■ WHAT IS BEING ASKED: Write each record again exactly as it stands.

-- INPUT RECORDS start --

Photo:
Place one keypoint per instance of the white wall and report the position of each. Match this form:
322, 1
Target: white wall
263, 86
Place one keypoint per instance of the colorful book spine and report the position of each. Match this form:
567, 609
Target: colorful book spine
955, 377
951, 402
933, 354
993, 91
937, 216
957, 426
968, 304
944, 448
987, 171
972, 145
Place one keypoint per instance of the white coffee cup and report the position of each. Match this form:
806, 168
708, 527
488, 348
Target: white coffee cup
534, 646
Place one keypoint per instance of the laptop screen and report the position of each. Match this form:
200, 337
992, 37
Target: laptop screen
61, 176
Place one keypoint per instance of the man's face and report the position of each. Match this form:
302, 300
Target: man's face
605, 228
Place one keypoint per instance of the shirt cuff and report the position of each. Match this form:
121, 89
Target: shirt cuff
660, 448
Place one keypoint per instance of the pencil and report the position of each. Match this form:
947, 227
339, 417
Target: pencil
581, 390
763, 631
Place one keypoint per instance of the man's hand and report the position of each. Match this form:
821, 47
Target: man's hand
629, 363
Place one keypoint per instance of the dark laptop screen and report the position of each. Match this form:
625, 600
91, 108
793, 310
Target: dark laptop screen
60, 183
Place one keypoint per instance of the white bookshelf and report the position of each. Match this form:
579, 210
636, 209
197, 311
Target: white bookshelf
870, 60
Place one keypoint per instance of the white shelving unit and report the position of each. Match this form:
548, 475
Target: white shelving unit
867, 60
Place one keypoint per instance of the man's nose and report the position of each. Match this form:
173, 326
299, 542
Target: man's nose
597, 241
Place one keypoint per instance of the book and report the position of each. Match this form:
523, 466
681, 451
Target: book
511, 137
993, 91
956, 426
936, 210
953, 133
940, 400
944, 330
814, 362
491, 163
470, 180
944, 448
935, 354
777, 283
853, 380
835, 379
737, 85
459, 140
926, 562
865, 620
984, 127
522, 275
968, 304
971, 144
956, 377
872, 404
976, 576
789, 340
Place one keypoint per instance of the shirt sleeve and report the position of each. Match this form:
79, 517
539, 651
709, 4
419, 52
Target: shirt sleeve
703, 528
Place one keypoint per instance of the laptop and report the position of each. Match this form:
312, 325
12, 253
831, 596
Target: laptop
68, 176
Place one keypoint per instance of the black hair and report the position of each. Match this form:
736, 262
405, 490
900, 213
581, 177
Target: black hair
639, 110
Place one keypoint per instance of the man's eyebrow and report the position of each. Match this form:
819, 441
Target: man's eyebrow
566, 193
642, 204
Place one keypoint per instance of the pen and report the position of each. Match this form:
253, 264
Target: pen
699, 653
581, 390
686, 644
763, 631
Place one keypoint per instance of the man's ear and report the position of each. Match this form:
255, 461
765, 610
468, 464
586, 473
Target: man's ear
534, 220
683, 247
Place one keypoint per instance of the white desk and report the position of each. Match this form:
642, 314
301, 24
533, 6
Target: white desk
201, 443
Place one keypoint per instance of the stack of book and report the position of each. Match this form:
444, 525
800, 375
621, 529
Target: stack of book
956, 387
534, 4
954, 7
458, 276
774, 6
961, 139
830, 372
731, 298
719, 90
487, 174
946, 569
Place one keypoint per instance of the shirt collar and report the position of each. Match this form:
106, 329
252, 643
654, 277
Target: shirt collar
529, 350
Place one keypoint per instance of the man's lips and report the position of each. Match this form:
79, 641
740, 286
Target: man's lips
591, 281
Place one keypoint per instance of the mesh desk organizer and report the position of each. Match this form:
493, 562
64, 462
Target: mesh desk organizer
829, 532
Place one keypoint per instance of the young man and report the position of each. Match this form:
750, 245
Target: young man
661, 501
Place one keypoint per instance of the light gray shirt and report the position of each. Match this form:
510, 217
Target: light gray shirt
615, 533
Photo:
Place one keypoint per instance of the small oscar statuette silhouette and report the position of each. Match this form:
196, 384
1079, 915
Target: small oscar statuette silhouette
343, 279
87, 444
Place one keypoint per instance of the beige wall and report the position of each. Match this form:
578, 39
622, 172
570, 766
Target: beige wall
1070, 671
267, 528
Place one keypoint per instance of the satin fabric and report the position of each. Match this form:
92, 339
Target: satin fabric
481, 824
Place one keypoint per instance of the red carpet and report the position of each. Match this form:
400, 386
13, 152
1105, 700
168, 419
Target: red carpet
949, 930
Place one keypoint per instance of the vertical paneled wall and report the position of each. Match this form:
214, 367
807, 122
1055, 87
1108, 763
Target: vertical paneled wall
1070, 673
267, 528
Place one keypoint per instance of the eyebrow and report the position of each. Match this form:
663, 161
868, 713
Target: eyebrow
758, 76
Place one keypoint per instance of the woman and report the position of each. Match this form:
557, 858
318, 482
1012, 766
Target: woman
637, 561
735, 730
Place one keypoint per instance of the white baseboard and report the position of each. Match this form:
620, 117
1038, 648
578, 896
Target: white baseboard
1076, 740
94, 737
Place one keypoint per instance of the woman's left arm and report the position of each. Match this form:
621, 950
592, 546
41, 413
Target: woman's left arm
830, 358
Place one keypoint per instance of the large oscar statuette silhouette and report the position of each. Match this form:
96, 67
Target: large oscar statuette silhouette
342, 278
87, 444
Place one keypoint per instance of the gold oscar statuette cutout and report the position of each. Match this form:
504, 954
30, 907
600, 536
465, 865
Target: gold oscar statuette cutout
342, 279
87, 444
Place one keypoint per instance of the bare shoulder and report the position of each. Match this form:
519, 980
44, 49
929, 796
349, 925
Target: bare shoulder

-- INPUT RECORDS end --

■ SOLUTION FOR THIS EXERCISE:
Photo:
Place one keypoint per instance of the white wall and report the position of each. Match this form:
322, 1
Target: white wall
263, 86
Place one keypoint per instance of the colorful book spine and report the position of each. Match this form:
567, 609
Target: colorful book spine
955, 377
951, 402
933, 354
993, 91
937, 216
957, 426
968, 304
944, 448
987, 171
972, 145
Place one keypoint per instance of the white coffee cup and report the position of each. Match this form:
806, 168
708, 527
488, 348
Target: white coffee cup
534, 646
Place one keypoint per instance of the laptop screen and report the position of each. Match this form:
200, 337
992, 37
Target: laptop screen
61, 176
Place one keypoint per instance of the man's face and report the position of each. Match this form:
302, 300
Target: man's face
605, 228
Place one keypoint per instance of the shirt cuff and report the position of each. Match this form:
121, 89
Target: shirt cuff
660, 448
Place one keypoint per instance of the pencil and report the position of each. Match this form:
947, 227
339, 417
Target: pencil
581, 390
763, 631
Place one keypoint per instance of the man's hand and report the position of each. Match this form:
821, 47
Target: man's hand
629, 363
Place one keypoint per instance of the dark laptop screen and report the position of each. Match this form:
625, 600
91, 108
793, 310
Target: dark laptop screen
60, 183
Place one keypoint per instance of the white bookshelf and report the position of each. Match this form:
579, 210
636, 209
197, 311
Target: white bookshelf
870, 60
Place one keypoint per instance of the white shelving unit and report the position of each. Match this form:
548, 475
Target: white shelving unit
867, 60
Place one keypoint per instance of the man's nose and report the position of each. Match this form:
173, 326
299, 542
Target: man's nose
597, 241
Place one keypoint per instance of the book and report the position of each. Match this form:
523, 466
681, 451
Target: book
511, 137
993, 91
956, 426
936, 210
953, 133
940, 400
944, 330
814, 362
491, 163
470, 180
944, 448
935, 354
777, 283
853, 380
835, 379
737, 85
459, 140
926, 562
865, 620
984, 127
522, 275
968, 304
971, 144
956, 377
872, 404
976, 576
789, 340
Place one keypoint per instance of the shirt sleeve and report the position of each. Match this form:
79, 517
539, 651
709, 4
419, 52
Target: shirt sleeve
703, 528
Place one keypoint per instance of the laptop and report the position of each. Match this form:
312, 325
12, 253
831, 596
Target: laptop
68, 176
Place one keypoint per instance of the black hair and report the position of each. Match this form:
736, 262
405, 490
900, 213
581, 177
Target: black hair
639, 110
Place one keypoint per instance of the man's eyebrow and report the position of each. Match this form:
819, 441
Target: man's eyebrow
566, 193
642, 204
Place one keypoint per instance of the pen and report the position of each. Match this form:
253, 264
Target: pen
699, 653
581, 390
686, 644
763, 631
Place one keypoint per instance of the man's ear and report the position of each. Match this form:
255, 461
765, 610
468, 464
586, 473
Target: man's ear
534, 220
683, 247
Place one keypoint per instance of the white desk and report the position of each. Match this form:
642, 314
301, 24
533, 6
Target: white desk
201, 443
Place one keypoint per instance of the stack of book and report the position of each. Match this form:
444, 525
800, 375
621, 529
Target: stack of book
956, 387
534, 4
954, 7
458, 276
774, 6
961, 139
830, 372
731, 298
719, 90
487, 174
946, 569
Place one keypoint per instance of the shirt collar and report the position of each. Match this form:
106, 329
252, 643
654, 277
Target: shirt collar
529, 350
Place one keypoint per instance of the man's lips and report the position of each. Match this form:
79, 641
740, 286
Target: man's lips
591, 281
Place one keypoint per instance of the mesh desk organizer and report the position of each. Match this form:
493, 562
64, 462
Target: mesh desk organizer
829, 532
Place one keypoint per instance of the young man and report the position of each. Match this form:
750, 245
Target: young man
661, 501
Place one keypoint per instance of the light gray shirt and report the position of each. Match this form:
510, 217
Target: light gray shirt
615, 533
Photo:
Place one keypoint per instance of the small oscar statuette silhouette and report the position of each. Match this form:
196, 384
1079, 915
Target: small oscar statuette silhouette
343, 279
87, 444
Place one keypoint per instance of the beige wall and report the position of each. Match this form:
578, 39
622, 172
570, 766
Target: beige wall
1070, 671
267, 528
Place one keypoint per instance of the satin fabric and report the position of each. Match this form:
92, 339
Target: satin fabric
481, 824
Place one keypoint per instance of the red carpet and report the position of each. Match this form:
400, 386
13, 152
1105, 700
168, 419
Target: red carpet
949, 930
Place one keypoint per instance of the vertical paneled wall and report the position of each. Match this form:
214, 367
807, 122
1055, 87
1108, 763
Target: vertical paneled wall
1070, 673
267, 528
Place one keypoint per instance of the eyebrow and report the position of each. Match this form:
663, 161
868, 713
Target: eyebrow
758, 76
Place one keypoint per instance of the woman and report the position of each. Match this form:
557, 858
318, 482
1012, 766
Target: woman
637, 561
735, 730
Place one keypoint per instance of the white baseboard and report the position of each. Match this form:
620, 117
1038, 648
578, 896
Target: white baseboard
1076, 740
94, 737
Place one keypoint per instance of the woman's left arm and report the position of each. Match this form:
621, 950
592, 546
41, 413
Target: woman's left arm
830, 358
Place one keypoint per instance of the large oscar statuette silhouette and report the position of each. Match this form:
96, 67
Target: large oscar statuette silhouette
342, 278
87, 444
Place one keypoint per instance of the gold oscar statuette cutout and report the position of each. Match this form:
504, 954
30, 907
600, 536
465, 865
Target: gold oscar statuette cutout
342, 279
87, 444
Place one keypoint per instance of the bare shoulder and report the position of each. Match this form:
519, 980
44, 49
929, 796
349, 925
Target: bare shoulder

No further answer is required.